Instruction: Carry forward the news report on the Norwegian facilitators' visit to Jaffna, picking up after its final sentence about Solheim's meetings planned with Thamilchelvan and Kumaratunga.

The army denied any hand in the attack and said it had taken place in an area under rebel control.

On Friday, the Tigers issued a fresh warning that their patience was running out, accusing government forces of using paramilitary groups to attack their cadres.

Norway last month warned that the CFA, which froze the war, is “melting.”  It said that unless the violations are arrested the country might slide back to war.  Opposition leader Ranil Wickremesinghe also warned the country that Kumaratunga is taking the country to war.

Solheim in Jaffna

Solheim and Brattskar told the Jaffna media that, while firming up the CFA, they were also making efforts to restart the talks.  “We are talking about that, too,” Solheim said.

Sri Lanka Muslim Congress leader Rauff Hakeem, with whom Solheim held a detailed discussion on Tuesday, told the media that the Norwegian facilitator told him that ending ceasefire violations were his first concern.  Ensuring that the people enjoyed the benefits of the ceasefire was the second.

Solheim and Brattskar spent the whole day today (Wednesday) in Jaffna meeting army officials, government officials and the representatives of non-governmental organizations and other humanitarian agencies in the Jaffna district to ascertain whether the people of the northeast, the party directly affected by the war, are enjoying the benefits of peace.

“We came to find out the ground situation.  It has a direct impact on the peace process,” Solheim told them.

Jaffna’s civil society leaders told Solheim and Brattskar that the benefits of the ceasefire enjoyed by the people of the other provinces in the south have not flowed to the people of northeast province.

NGO officials briefed the Norwegian facilitators about the difficulties Tamil people face even after thirty months of truce.  The main areas highlighted by civil society leaders were: the army’s refusal to permit resettlement in vast areas of highly productive agricultural land around the army camps and the failure to disarm paramilitary forces, especially the EPDP.

The LTTE’s Jaffna district political head C.Ilamparithi confirmed the complaint of the civil society leaders.  He told Solheim that Tamil people in the Jaffna district have not benefited by the current ceasefire.  “People are still undergoing immense suffering even after the ceasefire.  Several thousands of internally displaced families are still languishing in welfare centres and camps,” Ilamparithi said.

Ilamparithi also complained about the delay in resuming the peace talks.  He told Solheim that the long delay in working out an interim agreement was hurting the Tamils even more.

Brattskar told him continuing ceasefire violations is delaying the resumption of the talks and consequently the discussion about the interim administration.  “If violations cease and trust between the parties returns, the process could be speeded up,” Brattskar said.

Solheim discussed with the army authorities the question of resettlement and ceasefire violations.  He will take those up with Thamilchelvan and Kumaratunga tomorrow.

Stored dataset items:
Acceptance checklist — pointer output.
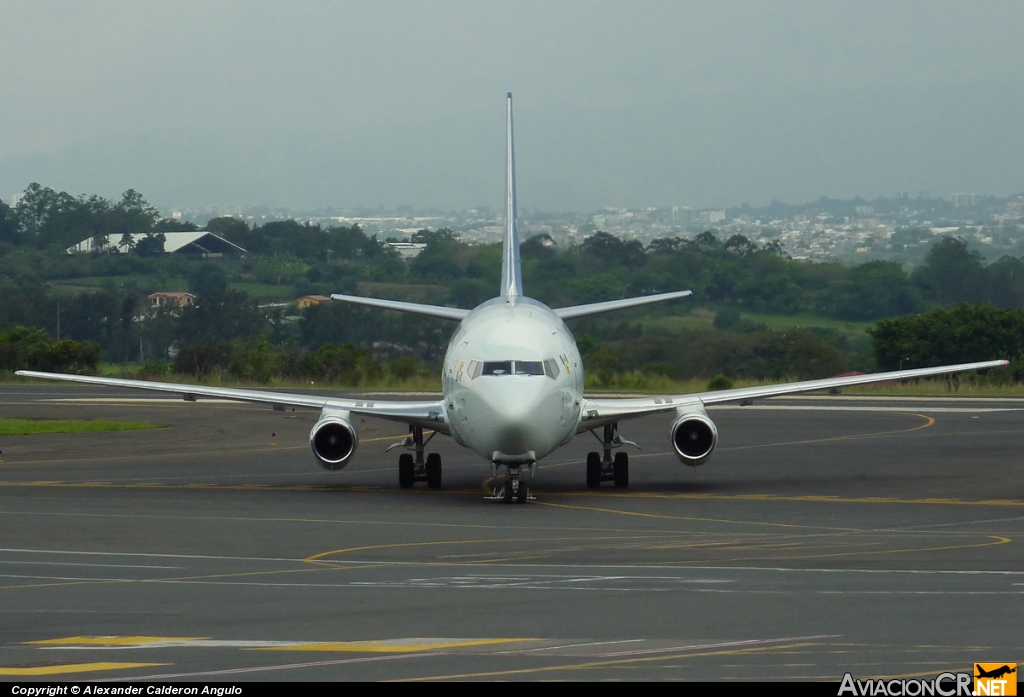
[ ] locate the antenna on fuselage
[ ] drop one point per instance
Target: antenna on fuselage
(511, 268)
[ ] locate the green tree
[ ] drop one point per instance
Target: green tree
(952, 273)
(964, 333)
(208, 279)
(151, 245)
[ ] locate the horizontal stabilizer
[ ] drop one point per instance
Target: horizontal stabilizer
(597, 308)
(416, 308)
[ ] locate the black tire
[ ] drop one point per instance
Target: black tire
(523, 493)
(593, 470)
(406, 470)
(433, 471)
(621, 470)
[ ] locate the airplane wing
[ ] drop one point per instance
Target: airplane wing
(598, 412)
(455, 313)
(426, 414)
(597, 308)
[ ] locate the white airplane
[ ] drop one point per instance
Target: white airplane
(513, 388)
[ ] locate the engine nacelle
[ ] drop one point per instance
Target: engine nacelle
(693, 436)
(334, 439)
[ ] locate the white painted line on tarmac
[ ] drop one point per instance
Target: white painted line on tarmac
(881, 407)
(130, 400)
(286, 666)
(105, 566)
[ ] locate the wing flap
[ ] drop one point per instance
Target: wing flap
(430, 414)
(601, 411)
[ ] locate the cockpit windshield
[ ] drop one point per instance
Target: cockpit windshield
(498, 367)
(513, 367)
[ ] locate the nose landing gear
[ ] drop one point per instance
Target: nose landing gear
(514, 489)
(601, 467)
(416, 469)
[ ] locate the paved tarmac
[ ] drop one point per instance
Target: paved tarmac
(877, 536)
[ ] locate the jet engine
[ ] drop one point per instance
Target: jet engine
(334, 439)
(693, 436)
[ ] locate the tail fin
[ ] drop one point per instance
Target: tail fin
(511, 268)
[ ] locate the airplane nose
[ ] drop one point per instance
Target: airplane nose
(521, 421)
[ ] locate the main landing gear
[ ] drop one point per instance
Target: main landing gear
(416, 469)
(601, 467)
(514, 490)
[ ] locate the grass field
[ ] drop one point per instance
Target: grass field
(31, 427)
(264, 291)
(704, 318)
(143, 282)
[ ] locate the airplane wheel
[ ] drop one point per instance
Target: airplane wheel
(406, 470)
(433, 471)
(593, 470)
(523, 493)
(621, 470)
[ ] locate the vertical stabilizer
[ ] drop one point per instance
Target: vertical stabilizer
(511, 268)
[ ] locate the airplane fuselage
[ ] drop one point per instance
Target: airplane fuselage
(513, 382)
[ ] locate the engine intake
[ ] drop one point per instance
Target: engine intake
(333, 440)
(693, 437)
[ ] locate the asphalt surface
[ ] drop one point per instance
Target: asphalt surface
(877, 536)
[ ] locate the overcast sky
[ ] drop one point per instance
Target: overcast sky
(304, 104)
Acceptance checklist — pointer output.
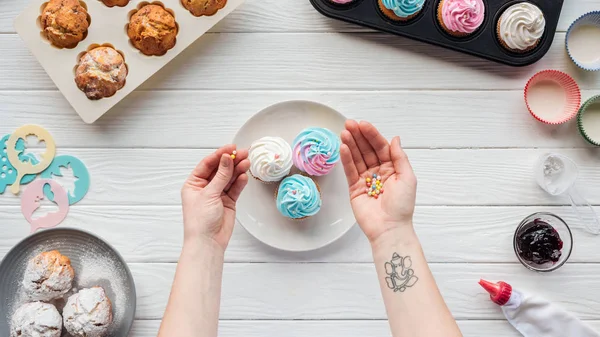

The reply:
No return to war

Kumaratunga, since she returned from Britain where she spent a holiday with her children, has assured the country from public platforms that she would not allow the country to slip back to war.

Kumaratunga vowed to prevent renewed fighting with the Tigers.  She told Colombo-based foreign correspondents last week, “The government is totally committed to doing all that is within its power to not allow the situation to degrade to military action.”

Kumaratunga told a mass rally at Mahiyanganaya on Monday that she would implement the truce between the government and the Tigers.  Earlier she had called the truce the ‘Ranil Wickremesinghe – Pirapaharan Agreement’ and said that it needed amendments.  She had criticized Wickremesinghe for entering into that agreement with the Tigers.  Her deputy defence Minister Ratnasiri Wickremenayake said two weeks ago that the CFA is one sided and needs revision.

Kumaratunga said on Monday, “I am happy that the UNF Government continued our work.  They entered into an agreement with the LTTE and we will follow it to the spirit of the letter.”

She said only rogues and lunatics want war and added that Norwegian peace envoys had been positive about their latest efforts to jump-start negotiations which remain suspended since April last year.

Analysts interpret her comments about ‘rogues and lunatics’ as an indirect attack on the JVP leaders.

“I don’t think the LTTE has much to gain by going back to war,” Kumaratunga said, adding that the Tigers were also concerned about an international backlash if they sparked a resumption of war.

ISGA Negotiable

If today’s Daily Mirror report from Kilinochchi is correct, the Tigers also have shown some flexibility.  Thamilchelvan told a batch of Sinhala journalists who visited Kilinochchi that the LTTE’s Interim Self Governing Authority (ISGA) is negotiable.  He said the proposals are “not rigid or final” and could be discussed at the negotiation table.

Tamilchelvan said the interim administration should have enough powers to enable the benefits of the ceasefire to reach the Tamil people.

Thamilchelvan said, “We want an interim structure that would enable the benefits of the ceasefire to go to the people and provide humanitarian assistance.”

Tamilchelvan indicated that the interim structure that would be acceptable to the LTTE should have more powers than the ones the UNP proposals contained.

Thamilchelvan reiterated the firm Tiger stand that the ISGA should be the only basis for the talks and suggested that the government should speak with one voice.

Thamilchelvan did not comment on Kumaratunga’s proposal of forming a Consultative Committee on the Peace Process.  The LTTE has left the Tamil National Alliance (TNA), the political party representing the Tamil people, to deal with that matter.  The TNA has rejected the proposal as a delaying strategy.

The UNP and its leader Ranil Wickremesinghe have rejected the proposal.  Wickremesinghe has told Kumaratunga that the government should talk to the LTTE on the basis of the ISGA and work out an acceptable interim structure for the northeast.  He has pledged the UNP’s support to pass the necessary legislation in parliament to enable the government to implement the agreement.

The UNP views Kumaratunga’s consultative committee proposals as a trick and a trap.  The trick is to assist the JVP to get out of the corner into which the JVP has placed itself.  The JVP wants to tell the people that it agreed to permit the government to talk to the LTTE on the basis of the ISGA because the UNP was insisting on it.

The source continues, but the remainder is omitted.